*THE TASK:* Display each line of the material below that contains the string "collar", copying the whole line unchanged. Case counts when matching.
##### INFORMATION SHOWN
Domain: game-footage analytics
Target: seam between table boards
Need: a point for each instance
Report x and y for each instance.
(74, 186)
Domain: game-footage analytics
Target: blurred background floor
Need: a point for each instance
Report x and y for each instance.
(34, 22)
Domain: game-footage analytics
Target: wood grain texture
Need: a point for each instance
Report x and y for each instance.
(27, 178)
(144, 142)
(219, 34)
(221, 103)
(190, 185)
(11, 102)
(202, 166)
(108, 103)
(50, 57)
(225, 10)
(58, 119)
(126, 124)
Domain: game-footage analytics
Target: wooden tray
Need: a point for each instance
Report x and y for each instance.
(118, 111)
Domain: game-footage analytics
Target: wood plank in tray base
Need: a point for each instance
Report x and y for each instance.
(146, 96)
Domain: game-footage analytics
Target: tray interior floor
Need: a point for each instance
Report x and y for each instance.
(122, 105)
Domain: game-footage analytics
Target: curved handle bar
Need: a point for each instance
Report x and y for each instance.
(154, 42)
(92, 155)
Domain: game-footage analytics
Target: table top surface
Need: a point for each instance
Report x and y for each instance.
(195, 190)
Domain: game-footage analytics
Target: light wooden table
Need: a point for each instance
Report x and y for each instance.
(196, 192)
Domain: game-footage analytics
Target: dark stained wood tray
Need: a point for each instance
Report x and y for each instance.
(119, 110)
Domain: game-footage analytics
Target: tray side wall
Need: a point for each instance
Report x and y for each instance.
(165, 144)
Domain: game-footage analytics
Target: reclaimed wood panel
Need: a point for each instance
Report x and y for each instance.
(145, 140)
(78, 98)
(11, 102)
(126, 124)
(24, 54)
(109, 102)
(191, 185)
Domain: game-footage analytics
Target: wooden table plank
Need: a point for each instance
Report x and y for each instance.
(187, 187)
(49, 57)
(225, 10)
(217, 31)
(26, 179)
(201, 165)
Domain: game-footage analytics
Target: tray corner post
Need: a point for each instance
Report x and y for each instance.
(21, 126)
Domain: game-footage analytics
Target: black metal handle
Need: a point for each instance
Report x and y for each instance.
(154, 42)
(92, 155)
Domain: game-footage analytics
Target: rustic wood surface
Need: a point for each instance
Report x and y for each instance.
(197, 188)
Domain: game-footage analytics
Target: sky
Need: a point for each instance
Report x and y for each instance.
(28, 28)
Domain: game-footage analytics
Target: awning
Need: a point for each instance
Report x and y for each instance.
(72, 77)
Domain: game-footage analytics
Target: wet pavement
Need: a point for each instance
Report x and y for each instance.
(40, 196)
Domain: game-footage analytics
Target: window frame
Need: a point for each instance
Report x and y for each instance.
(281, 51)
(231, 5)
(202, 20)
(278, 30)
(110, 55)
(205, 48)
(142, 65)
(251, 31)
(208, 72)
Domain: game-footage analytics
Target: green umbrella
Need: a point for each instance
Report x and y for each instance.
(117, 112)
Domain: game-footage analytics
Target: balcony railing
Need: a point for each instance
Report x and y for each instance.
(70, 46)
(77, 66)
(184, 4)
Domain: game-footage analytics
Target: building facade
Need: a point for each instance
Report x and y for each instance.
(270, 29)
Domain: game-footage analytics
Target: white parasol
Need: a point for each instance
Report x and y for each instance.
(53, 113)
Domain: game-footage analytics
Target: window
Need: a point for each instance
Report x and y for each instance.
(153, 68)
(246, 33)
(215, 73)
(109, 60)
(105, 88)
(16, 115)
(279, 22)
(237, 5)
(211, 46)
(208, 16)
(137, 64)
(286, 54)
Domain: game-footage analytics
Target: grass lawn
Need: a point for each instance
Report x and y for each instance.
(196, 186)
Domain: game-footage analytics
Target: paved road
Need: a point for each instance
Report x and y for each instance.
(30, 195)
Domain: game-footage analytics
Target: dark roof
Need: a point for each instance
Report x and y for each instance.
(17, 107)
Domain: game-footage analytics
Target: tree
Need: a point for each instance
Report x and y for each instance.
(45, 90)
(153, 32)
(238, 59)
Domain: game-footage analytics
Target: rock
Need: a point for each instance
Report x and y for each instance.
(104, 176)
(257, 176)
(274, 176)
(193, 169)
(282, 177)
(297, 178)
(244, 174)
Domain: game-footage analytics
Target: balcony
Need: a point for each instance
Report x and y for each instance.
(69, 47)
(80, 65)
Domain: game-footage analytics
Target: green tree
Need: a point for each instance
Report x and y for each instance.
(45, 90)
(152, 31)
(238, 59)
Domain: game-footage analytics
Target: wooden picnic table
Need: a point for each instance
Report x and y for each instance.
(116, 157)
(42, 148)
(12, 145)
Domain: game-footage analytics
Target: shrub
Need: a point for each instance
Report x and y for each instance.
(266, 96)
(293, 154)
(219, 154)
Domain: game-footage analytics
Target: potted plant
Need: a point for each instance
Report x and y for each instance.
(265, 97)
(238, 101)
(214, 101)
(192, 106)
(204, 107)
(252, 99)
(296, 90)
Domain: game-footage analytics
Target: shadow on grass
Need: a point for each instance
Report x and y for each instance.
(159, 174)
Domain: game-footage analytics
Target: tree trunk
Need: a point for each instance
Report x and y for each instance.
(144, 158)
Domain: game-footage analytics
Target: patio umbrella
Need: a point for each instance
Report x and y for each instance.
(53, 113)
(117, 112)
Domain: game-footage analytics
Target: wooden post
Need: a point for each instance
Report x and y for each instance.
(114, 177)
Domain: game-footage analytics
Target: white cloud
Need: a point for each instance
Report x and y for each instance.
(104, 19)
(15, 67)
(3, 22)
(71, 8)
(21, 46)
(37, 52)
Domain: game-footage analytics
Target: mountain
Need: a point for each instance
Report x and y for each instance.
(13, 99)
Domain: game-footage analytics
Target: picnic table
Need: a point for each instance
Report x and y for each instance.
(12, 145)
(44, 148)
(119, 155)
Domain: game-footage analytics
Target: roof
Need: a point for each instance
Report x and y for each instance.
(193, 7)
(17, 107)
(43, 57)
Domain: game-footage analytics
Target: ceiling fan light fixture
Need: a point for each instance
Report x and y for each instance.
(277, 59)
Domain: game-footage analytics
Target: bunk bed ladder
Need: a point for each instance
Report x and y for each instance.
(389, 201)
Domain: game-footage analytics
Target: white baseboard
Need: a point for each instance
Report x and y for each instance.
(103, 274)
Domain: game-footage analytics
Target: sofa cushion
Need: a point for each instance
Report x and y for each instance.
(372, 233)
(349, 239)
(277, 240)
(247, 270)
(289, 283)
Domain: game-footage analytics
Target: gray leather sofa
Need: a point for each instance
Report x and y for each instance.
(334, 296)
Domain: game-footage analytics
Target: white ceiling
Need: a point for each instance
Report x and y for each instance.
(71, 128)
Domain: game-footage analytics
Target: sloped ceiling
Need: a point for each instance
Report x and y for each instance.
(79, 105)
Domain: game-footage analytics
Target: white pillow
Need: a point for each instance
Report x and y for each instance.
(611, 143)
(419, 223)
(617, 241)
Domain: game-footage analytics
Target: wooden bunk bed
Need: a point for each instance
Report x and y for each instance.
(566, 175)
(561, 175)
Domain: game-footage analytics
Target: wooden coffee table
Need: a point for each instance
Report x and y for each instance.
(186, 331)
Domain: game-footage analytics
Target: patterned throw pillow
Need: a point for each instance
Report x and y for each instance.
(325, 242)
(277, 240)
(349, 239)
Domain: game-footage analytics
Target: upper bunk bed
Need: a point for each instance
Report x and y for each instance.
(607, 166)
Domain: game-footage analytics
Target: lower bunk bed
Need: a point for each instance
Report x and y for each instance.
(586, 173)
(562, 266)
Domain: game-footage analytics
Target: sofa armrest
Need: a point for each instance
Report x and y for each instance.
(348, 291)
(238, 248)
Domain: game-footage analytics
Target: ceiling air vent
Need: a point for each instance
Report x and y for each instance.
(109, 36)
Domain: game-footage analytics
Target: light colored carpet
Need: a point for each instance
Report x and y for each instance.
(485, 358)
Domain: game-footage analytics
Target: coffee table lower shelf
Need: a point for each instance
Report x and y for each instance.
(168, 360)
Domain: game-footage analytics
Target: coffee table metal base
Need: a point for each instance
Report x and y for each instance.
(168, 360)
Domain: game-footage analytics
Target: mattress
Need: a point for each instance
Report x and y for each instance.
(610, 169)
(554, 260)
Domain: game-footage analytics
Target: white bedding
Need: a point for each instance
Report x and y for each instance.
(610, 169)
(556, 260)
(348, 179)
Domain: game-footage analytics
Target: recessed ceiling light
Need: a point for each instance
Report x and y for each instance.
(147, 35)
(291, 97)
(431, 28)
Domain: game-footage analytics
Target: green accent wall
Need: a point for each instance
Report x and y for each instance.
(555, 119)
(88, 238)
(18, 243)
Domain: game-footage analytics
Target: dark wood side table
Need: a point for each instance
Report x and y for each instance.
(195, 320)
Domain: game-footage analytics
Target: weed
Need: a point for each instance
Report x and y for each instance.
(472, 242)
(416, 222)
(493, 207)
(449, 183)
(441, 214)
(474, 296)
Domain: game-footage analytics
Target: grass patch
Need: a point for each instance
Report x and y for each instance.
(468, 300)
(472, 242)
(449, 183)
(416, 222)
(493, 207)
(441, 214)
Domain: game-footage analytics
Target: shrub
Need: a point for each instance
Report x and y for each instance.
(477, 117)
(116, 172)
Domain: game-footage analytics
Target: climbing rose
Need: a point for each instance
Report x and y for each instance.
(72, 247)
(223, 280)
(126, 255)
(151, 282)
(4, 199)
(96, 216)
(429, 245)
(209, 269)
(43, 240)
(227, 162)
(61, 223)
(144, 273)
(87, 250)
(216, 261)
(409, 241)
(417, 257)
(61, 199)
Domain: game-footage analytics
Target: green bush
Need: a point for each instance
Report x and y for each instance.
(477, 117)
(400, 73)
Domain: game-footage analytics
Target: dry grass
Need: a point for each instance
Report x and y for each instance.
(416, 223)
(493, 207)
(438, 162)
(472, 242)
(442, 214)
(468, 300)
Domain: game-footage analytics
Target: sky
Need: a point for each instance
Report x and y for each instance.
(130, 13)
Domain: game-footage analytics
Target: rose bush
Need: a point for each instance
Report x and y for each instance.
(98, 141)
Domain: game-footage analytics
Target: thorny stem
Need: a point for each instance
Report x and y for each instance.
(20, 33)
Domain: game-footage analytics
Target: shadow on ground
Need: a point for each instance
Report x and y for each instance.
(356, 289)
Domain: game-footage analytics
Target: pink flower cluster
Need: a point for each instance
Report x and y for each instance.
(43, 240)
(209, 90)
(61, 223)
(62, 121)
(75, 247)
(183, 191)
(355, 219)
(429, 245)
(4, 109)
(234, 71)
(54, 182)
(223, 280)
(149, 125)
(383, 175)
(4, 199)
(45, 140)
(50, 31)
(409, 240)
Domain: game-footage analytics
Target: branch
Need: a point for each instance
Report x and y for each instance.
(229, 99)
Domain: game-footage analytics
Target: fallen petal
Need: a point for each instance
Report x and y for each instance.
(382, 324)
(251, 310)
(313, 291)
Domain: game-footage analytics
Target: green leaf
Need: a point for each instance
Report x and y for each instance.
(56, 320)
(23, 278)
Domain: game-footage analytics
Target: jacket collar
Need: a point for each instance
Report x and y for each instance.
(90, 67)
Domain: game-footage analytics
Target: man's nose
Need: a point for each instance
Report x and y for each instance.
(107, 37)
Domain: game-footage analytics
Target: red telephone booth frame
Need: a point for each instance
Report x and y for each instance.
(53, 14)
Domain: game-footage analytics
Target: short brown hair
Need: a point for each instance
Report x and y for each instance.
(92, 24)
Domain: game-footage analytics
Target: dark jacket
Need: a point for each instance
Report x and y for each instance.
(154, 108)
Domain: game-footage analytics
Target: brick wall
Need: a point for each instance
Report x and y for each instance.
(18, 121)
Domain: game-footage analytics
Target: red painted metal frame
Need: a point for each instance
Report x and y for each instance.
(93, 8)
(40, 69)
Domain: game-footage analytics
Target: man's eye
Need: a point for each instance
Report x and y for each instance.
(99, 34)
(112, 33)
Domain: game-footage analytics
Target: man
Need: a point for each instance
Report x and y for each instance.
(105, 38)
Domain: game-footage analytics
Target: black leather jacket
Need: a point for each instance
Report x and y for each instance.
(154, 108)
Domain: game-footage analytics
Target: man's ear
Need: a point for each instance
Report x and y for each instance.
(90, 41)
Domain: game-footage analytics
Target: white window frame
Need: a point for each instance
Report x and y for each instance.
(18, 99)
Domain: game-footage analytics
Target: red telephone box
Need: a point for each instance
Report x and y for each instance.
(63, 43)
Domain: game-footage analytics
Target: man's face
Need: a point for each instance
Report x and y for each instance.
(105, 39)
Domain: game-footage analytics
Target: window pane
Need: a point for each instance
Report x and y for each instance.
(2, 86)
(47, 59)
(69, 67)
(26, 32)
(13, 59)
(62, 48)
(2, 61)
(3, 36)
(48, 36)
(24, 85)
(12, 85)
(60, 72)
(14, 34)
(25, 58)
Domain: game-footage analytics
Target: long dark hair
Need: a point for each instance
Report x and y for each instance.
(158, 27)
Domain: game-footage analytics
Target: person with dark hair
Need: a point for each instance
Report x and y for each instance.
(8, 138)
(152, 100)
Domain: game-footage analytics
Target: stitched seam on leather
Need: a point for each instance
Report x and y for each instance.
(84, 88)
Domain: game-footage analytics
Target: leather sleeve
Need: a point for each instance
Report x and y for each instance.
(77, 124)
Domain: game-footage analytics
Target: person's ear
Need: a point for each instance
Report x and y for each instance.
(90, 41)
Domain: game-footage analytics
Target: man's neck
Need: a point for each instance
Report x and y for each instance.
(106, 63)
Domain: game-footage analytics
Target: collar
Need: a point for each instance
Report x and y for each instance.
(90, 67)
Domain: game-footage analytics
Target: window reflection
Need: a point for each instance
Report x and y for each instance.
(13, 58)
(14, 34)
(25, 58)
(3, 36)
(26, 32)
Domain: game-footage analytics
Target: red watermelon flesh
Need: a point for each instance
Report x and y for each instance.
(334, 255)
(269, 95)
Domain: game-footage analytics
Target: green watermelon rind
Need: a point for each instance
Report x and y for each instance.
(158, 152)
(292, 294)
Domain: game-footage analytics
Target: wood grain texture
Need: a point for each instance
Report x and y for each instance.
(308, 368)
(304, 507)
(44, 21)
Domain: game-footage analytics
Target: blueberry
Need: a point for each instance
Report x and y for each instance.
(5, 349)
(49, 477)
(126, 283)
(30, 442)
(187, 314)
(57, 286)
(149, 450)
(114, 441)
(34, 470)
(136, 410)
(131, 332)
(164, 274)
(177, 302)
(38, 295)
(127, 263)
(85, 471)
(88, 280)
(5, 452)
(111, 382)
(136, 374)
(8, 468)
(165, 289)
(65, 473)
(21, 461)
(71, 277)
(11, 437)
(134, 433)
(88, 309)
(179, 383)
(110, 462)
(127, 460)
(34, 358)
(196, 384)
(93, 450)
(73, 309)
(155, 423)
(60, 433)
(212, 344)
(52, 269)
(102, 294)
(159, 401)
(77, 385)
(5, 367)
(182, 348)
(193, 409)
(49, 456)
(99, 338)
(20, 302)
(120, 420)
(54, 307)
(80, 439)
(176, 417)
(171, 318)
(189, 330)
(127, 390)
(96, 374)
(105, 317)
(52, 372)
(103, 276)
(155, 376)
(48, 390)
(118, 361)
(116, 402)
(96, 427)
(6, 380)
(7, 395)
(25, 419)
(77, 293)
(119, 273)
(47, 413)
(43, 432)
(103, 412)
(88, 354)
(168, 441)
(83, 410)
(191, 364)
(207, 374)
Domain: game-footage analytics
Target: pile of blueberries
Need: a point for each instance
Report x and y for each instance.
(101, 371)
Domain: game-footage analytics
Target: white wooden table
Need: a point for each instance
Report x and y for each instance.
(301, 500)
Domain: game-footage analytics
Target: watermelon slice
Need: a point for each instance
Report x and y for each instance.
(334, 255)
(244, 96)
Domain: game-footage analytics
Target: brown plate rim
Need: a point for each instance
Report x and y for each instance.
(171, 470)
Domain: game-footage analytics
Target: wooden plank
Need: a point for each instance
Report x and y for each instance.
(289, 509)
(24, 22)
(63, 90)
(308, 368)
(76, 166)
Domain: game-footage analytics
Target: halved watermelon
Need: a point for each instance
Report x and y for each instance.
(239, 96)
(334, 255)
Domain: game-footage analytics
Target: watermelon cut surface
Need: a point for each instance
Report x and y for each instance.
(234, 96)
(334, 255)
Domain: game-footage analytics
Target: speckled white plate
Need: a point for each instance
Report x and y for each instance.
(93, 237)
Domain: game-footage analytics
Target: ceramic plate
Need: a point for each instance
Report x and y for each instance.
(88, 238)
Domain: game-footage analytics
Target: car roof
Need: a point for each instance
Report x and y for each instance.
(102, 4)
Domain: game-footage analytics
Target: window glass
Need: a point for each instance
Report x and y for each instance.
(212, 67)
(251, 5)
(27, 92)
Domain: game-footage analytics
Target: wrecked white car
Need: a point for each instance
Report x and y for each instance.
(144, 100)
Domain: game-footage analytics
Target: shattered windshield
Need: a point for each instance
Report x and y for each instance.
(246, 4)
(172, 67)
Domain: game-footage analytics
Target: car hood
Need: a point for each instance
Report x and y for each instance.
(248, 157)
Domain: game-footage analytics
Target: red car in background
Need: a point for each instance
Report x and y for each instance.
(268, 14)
##########
*TASK RESULT:*
Target: jacket collar
Target: collar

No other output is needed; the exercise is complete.